• EXERCISE REQUIREMENTS:
Everything from the line that contains "cloud in the photo above." through the final line of the records below should be quoted exactly, except the pictures.
[SOURCE MATERIAL — start]
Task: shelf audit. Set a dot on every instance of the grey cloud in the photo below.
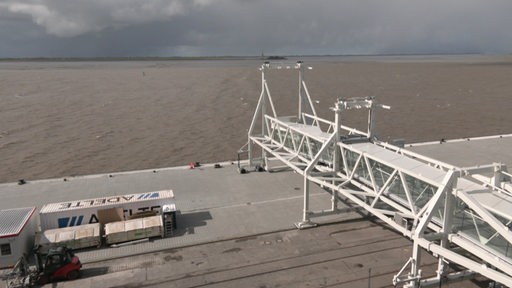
(244, 27)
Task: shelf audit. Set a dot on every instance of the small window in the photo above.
(5, 249)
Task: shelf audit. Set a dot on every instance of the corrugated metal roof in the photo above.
(12, 221)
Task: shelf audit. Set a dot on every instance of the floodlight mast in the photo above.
(305, 104)
(359, 103)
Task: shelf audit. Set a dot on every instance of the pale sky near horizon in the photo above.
(123, 28)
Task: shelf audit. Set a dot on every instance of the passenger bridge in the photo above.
(461, 215)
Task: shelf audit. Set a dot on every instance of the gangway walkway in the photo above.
(461, 215)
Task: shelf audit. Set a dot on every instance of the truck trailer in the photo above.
(82, 212)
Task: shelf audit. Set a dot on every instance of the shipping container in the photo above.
(75, 237)
(81, 212)
(134, 229)
(17, 228)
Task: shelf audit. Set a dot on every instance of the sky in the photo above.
(167, 28)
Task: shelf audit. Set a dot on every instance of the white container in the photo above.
(72, 237)
(81, 212)
(134, 229)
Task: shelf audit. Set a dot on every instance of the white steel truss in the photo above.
(430, 202)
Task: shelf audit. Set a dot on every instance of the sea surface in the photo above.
(67, 118)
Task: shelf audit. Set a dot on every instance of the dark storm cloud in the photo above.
(230, 27)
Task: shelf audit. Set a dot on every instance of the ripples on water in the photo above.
(74, 118)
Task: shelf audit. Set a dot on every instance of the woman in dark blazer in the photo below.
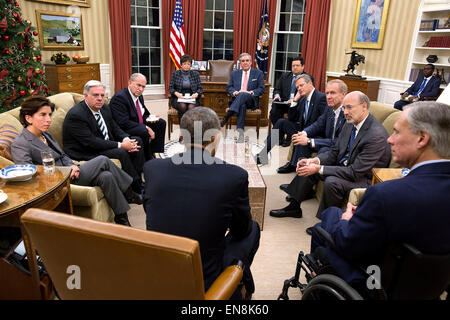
[SOURCE MATERIAL — finish]
• EXPECTED ANSWER:
Task: shelf audit. Set a dot on every instance of the dark storm cloud in the photo above.
(230, 27)
Task: shelf audit. Set a dot on every instance of the ripples on water in the photo above.
(74, 118)
Task: shelf audit. Set a dot on every instance of the woman in dark blazer in the photo below.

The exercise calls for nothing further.